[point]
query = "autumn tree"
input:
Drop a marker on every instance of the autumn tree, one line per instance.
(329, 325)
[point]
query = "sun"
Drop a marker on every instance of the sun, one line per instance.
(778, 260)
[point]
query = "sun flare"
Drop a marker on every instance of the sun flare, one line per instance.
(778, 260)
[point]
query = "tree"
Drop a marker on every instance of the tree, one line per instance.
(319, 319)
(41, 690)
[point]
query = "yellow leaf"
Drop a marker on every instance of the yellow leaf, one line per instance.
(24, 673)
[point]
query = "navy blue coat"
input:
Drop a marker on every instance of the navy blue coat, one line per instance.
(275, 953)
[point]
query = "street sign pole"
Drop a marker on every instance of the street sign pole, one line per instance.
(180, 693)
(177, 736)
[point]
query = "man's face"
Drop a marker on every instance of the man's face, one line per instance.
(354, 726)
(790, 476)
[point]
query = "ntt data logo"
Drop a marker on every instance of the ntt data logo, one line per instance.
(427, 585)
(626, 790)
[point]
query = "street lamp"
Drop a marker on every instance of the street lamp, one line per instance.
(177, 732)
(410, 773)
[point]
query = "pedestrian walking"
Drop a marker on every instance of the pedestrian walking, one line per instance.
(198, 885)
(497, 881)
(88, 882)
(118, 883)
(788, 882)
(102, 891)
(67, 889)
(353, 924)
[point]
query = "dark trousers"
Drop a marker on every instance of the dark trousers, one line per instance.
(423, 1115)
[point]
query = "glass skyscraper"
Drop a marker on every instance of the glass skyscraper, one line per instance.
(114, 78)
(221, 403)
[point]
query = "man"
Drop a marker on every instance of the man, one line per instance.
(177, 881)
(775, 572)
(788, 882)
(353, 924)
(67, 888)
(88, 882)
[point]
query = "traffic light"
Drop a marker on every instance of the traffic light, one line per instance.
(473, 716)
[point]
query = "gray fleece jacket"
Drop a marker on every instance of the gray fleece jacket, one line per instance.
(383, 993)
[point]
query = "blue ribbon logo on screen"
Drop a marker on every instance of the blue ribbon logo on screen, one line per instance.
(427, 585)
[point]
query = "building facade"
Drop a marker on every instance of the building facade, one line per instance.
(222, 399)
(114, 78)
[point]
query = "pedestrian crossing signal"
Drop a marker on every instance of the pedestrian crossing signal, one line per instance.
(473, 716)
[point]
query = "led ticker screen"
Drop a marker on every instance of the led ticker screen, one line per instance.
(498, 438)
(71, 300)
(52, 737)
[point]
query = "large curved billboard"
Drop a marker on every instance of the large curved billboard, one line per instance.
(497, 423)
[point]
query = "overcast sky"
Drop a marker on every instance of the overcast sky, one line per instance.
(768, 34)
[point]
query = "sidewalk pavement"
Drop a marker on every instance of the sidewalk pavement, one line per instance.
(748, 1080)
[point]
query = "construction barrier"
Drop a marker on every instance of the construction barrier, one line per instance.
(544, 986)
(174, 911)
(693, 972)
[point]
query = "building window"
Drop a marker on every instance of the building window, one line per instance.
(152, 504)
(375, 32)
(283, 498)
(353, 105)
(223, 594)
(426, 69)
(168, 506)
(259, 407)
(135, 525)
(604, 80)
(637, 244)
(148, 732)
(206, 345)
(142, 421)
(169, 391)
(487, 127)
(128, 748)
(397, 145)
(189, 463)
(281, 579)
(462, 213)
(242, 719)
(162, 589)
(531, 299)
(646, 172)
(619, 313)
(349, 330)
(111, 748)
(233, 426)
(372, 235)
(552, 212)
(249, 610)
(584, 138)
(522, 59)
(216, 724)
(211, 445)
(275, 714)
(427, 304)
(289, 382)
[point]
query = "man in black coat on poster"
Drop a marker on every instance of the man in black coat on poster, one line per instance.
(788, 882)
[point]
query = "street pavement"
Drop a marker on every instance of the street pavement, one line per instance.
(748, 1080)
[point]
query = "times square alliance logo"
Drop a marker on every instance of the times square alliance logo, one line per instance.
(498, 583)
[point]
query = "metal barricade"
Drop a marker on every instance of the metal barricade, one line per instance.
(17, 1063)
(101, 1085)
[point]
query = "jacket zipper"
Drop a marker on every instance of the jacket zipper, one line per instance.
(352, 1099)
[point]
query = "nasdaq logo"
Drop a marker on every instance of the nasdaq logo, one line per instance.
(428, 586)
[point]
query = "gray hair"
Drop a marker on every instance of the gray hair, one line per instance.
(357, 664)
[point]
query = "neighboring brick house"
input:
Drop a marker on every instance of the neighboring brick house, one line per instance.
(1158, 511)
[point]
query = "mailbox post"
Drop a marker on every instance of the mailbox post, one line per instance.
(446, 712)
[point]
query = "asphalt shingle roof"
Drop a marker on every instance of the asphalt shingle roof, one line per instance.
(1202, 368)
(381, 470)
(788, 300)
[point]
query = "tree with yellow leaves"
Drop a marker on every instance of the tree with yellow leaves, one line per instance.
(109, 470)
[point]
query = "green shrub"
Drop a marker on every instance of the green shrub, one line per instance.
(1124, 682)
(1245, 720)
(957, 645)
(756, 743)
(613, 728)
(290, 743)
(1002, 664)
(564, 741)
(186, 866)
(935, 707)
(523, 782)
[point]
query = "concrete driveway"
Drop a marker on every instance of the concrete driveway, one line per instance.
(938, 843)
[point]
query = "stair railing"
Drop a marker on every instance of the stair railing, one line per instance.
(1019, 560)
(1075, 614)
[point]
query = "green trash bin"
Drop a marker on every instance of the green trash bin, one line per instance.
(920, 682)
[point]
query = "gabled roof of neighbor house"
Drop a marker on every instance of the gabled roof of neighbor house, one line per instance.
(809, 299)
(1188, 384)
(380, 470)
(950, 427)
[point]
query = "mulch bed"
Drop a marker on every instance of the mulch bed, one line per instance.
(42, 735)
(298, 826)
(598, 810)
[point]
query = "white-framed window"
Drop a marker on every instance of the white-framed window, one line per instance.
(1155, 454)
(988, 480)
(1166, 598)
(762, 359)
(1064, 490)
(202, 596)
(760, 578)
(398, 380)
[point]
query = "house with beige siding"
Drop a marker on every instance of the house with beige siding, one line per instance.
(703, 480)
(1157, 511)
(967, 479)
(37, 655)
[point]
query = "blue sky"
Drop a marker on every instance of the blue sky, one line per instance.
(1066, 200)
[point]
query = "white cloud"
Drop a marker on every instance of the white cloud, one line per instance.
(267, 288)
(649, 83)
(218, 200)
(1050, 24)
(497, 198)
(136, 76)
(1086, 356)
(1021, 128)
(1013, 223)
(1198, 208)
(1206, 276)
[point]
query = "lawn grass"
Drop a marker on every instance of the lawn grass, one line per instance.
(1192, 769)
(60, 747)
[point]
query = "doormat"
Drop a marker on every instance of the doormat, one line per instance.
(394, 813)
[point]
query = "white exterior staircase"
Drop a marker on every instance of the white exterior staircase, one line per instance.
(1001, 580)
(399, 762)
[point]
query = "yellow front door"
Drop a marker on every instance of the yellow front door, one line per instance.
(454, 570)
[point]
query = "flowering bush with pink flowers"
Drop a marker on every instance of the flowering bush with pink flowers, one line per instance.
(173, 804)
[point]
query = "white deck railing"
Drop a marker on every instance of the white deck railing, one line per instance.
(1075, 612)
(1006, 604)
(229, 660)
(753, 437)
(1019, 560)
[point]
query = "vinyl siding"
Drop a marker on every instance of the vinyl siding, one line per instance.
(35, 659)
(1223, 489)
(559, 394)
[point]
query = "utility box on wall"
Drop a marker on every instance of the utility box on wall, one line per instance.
▬▬▬
Where the string "utility" turns up in a line of the data above, copy that whole line.

query = "utility box on wall"
Drop a marker on every instance of the utility box on wall, one line per instance.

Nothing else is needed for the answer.